* [Article]:
Case ID: f2d_310/html/0513-01.html
Source: Caselaw Access Project
Author: {"author": "SCHNACKENBERG, Circuit Judge.", "license": "Public Domain", "url": "https://static.case.law/"}
Date Created: 2024-08-24T03:29:51.129683

BROTHERHOOD OF LOCOMOTIVE ENGINEERS et al., Plaintiffs-Appellees, v. The BALTIMORE & OHIO RAILROAD COMPANY, a corporation, et al., Defendants-Appellants.
    No. 13855.
    United States Court of Appeals Seventh Circuit.
    Nov. 28, 1962.
    
      Howard Neitzert, Martin M. Lucente, Chicago, Ill., Hermon M. Wells, Philadelphia, Pa., James R. Wolfe, Chicago, Ill. (Sidley, Austin, Burgess & Smith, Chicago, Ill., of counsel), for defendants-appellants.
    Burke Williamson, Chicago, Ill., Milton Kramer, Washington, D. C., Lester P. Schoene, Schoene & Kramer, Washington, D. C., for all plaintiffs-appellees.
    Harold N. McLaughlin, Cleveland, Ohio, for plaintiff-appellee Brotherhood of Locomotive Engineers.
    Harold C. Heiss, Cleveland, Ohio, for plaintiff-appellee Brotherhood of Locomotive Firemen & Enginemen.
    Harry Wilmarth, Cedar Rapids, Iowa, for plaintiff-appellee Order of Railway Conductors and Brakemen.
    Edward B. Henslee, Jr., Chicago, 111., for plaintiff-appellee Brotherhood of Railroad Trainmen.
    Before SCHNACKENBERG, CASTLE and SWYGERT, Circuit Judges.
   SCHNACKENBERG, Circuit Judge.

The parties to this appeal, as described in the amended complaint and in the opinion in case No. 13876 this day filed herein, continue to be referred to in this opinion as the Organizations and the Carriers.,

On August 8, 1962 the district court, by its final order, denied a second motion for a preliminary injunction made by the Organizations, which sought to enjoin the Carriers from putting into effect promulgations of revisions in work rules by the Carriers, dated July 17, 1962 and August 6, 1962, effective August 16, 1962. By the same order the court dismissed the amended complaint of the Organizations because it failed to state a claim upon which relief could be granted.

* [Written problem]: Continue the court opinion on the railroad work-rules dispute, starting with the sentence that follows the account of the district court's August 8, 1962 order.

* [Dataset excerpts]:
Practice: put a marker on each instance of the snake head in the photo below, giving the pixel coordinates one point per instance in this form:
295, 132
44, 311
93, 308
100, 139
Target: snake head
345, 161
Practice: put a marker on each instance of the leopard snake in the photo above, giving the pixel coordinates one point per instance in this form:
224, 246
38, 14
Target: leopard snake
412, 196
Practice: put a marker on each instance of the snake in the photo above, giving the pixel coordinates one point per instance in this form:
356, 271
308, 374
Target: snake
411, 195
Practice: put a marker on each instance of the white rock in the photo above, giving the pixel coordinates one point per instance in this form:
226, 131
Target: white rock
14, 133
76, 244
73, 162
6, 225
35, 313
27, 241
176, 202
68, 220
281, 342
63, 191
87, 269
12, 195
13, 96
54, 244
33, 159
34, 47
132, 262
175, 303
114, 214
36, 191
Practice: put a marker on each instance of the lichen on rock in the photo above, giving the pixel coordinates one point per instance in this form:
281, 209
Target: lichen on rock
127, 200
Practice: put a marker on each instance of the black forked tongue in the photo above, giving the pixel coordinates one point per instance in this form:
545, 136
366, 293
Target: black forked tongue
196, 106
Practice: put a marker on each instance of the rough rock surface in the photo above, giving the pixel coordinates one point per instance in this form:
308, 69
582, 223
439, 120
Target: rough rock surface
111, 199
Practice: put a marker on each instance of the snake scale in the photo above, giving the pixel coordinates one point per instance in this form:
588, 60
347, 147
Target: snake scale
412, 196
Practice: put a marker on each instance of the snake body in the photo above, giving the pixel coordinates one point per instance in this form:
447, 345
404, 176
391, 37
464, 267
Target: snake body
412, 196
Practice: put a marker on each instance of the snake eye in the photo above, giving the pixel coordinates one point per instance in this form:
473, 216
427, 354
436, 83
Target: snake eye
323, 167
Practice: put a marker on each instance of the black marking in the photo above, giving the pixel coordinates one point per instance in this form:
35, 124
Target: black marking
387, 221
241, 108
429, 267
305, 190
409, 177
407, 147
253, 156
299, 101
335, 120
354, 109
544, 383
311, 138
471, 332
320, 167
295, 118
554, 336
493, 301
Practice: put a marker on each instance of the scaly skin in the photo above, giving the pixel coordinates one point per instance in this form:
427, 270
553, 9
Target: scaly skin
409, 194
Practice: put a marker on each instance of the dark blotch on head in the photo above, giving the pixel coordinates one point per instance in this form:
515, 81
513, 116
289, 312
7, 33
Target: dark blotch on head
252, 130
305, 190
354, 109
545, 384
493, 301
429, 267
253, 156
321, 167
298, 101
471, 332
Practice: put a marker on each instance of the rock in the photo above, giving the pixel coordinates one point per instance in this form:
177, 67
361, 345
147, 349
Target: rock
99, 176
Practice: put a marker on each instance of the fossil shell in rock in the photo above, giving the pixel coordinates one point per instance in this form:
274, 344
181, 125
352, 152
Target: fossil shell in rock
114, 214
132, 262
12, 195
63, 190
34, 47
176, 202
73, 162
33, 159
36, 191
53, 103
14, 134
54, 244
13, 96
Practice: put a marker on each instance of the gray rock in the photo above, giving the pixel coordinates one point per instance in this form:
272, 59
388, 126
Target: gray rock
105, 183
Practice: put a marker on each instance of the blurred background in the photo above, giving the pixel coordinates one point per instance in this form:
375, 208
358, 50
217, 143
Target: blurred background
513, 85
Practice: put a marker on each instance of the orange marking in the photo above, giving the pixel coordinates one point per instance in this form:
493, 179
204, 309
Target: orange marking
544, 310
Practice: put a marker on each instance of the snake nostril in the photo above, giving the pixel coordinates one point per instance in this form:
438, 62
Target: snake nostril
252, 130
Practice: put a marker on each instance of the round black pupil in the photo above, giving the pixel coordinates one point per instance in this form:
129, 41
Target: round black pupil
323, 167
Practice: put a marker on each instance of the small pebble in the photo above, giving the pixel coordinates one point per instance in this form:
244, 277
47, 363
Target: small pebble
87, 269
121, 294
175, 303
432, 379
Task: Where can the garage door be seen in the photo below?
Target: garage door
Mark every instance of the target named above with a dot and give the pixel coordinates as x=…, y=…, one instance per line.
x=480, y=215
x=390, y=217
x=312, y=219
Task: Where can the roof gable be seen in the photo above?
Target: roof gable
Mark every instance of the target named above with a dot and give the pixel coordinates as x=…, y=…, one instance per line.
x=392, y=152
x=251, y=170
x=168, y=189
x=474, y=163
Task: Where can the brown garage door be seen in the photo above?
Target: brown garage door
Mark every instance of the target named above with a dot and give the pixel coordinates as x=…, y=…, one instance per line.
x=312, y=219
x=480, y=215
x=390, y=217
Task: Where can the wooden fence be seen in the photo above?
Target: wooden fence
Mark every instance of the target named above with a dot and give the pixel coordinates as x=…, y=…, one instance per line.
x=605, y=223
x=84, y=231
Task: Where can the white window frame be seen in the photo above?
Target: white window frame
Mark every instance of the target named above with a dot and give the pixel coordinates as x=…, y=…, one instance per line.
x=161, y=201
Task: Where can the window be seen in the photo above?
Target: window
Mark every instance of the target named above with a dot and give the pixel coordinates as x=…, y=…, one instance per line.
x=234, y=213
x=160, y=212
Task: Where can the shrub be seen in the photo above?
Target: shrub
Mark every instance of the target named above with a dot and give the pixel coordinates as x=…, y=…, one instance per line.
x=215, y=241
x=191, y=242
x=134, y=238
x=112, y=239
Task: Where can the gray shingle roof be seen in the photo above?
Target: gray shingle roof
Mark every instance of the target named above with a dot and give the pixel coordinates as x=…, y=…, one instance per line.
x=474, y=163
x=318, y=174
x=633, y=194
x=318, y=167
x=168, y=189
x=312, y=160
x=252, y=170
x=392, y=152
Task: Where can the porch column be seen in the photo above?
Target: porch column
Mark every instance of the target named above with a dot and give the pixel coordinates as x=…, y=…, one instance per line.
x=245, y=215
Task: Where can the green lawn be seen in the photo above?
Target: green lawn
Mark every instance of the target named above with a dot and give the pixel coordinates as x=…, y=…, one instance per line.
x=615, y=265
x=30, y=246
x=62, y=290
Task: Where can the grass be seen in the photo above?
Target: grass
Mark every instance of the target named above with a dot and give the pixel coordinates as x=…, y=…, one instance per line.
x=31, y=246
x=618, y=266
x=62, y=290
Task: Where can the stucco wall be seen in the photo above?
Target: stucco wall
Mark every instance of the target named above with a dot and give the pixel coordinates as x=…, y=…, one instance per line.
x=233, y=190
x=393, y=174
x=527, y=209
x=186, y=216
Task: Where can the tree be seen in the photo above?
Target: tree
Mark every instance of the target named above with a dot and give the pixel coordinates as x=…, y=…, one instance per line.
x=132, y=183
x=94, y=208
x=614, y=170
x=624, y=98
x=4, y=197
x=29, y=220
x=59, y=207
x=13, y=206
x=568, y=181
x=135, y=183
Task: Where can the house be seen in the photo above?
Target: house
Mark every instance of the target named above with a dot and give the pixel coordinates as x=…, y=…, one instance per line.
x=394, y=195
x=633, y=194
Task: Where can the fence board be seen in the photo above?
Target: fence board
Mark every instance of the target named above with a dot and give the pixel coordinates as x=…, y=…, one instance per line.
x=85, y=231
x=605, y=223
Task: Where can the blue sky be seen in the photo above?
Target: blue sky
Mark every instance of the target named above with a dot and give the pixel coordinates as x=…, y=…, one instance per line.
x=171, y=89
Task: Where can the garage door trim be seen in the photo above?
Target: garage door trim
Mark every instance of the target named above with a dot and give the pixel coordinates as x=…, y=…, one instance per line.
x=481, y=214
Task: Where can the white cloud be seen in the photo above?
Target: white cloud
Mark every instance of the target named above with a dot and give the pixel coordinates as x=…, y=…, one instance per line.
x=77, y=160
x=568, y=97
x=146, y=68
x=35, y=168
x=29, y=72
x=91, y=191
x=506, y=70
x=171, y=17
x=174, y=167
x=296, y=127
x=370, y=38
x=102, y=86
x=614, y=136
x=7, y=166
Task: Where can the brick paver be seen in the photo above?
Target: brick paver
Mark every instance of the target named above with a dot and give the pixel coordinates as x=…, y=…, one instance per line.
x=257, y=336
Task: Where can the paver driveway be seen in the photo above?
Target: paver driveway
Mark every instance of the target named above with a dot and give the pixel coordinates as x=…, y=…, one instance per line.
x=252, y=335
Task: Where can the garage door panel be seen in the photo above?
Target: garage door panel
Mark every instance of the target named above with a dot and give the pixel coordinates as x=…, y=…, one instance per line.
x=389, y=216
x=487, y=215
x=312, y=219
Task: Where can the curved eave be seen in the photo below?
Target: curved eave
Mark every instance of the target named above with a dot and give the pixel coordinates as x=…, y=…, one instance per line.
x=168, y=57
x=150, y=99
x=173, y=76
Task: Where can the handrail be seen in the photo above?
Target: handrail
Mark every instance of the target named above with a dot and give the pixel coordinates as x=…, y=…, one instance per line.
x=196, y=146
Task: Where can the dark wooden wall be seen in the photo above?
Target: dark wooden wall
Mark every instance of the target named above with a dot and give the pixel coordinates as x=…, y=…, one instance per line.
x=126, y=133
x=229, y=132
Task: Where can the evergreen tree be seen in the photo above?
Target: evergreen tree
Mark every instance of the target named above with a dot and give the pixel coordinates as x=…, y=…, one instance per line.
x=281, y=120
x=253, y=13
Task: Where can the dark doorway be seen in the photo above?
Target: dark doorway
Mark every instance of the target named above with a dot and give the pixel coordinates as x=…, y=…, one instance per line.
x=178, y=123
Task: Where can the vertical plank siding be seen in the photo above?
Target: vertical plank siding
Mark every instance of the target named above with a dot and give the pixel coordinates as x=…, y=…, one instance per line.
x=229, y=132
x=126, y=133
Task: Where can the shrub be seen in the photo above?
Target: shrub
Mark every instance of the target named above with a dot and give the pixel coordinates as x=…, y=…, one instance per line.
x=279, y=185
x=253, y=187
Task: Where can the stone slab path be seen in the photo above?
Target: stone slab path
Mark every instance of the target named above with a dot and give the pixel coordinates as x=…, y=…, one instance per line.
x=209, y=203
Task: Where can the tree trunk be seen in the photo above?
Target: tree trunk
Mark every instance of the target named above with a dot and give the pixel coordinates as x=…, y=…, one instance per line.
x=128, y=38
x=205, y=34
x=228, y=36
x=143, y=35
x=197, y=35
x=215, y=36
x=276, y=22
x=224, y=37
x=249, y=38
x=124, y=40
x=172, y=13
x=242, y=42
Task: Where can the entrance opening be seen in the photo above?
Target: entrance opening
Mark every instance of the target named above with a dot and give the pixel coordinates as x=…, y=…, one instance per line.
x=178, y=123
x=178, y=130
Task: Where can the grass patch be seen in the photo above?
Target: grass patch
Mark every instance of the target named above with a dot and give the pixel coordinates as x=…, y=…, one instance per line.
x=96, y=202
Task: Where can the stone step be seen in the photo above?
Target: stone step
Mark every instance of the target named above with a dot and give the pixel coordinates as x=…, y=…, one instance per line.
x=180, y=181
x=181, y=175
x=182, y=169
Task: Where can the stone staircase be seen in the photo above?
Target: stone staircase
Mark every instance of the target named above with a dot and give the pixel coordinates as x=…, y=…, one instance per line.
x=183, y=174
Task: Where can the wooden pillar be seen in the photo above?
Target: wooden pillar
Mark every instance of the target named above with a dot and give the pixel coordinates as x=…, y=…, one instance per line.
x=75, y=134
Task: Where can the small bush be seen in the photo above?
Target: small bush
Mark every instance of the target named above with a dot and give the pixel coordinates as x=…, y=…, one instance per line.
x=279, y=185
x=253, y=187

* [Written response]:
On the same day the Organizations appealed from both actions of the court.

Also on August 8, 1962, the Organizations filed in the district court a motion for injunction “pending the hearing and determining of the appeal of plaintiffs to” this court from the order dismissing the complaint as amended, to restrain the Carriers from putting into effect the promulgation of August 6, 1962, and from making the changes therein referred to. On August 10, 1962, the court made findings of fact and conclusions of law and required and approved the Organizations’ injunction bond of $10,000. On the same day the court entered an order granting the injunction during the pendency of the Organizations’ appeal and the Carriers took the instant appeal therefrom.

On August 15, 1962, we denied a motion of the Carriers to dissolve and vacate that injunction and, on August 29, 1962, we required the Organizations to furnish an additional bond of $90,000 as further security therefor.

Among its findings of fact, the district court made the following:

“VII.
“If, as claimed, the terms of the Promulgation of August 6, 1962 would be installed unlawfully, the damage to the plaintiffs and the employees they represent would be impossible to calculate and would be irreparable. Some of the injury to plaintiffs and the employees represented by them cannot be calculated in money.
“VIII.
“The rights claimed by the plaintiffs for the employees they represent do not merely concern rates of pay, job assignments and other rules, and working conditions, but involve also the discharge of thousands of employees from positions long held by them, and the dislocation of many others, and their families, from their homes and communities.
“IX.
“The rates of pay, rules, and working conditions which the Promulgation of August 6, 1962 would abrogate or modify have been agreed to by the plaintiffs and the railroads on a continuing basis through collective bargaining. The granting of an injunction pending appeal will temporarily continue in effect such rates of pay, rules, and working conditions agreed to until the Court of Appeals can review the legality of the threat to put into effect the terms of said Promulgation.” (Italics supplied.)
******
“XI.
“The Court has inquired into and considered the equities of the parties herein and has further considered the equities of the general public as they would be affected by this matter. The Court has balanced the equities and found the equities of the plaintiffs and the general public greater than those of the defendants herein.”

Among six conclusions of law adopted by the district court are the following:

“4. The equities in favor of maintaining the status quo during the pendency of plaintiffs’ appeal substantially outweigh the equities against maintaining the status quo.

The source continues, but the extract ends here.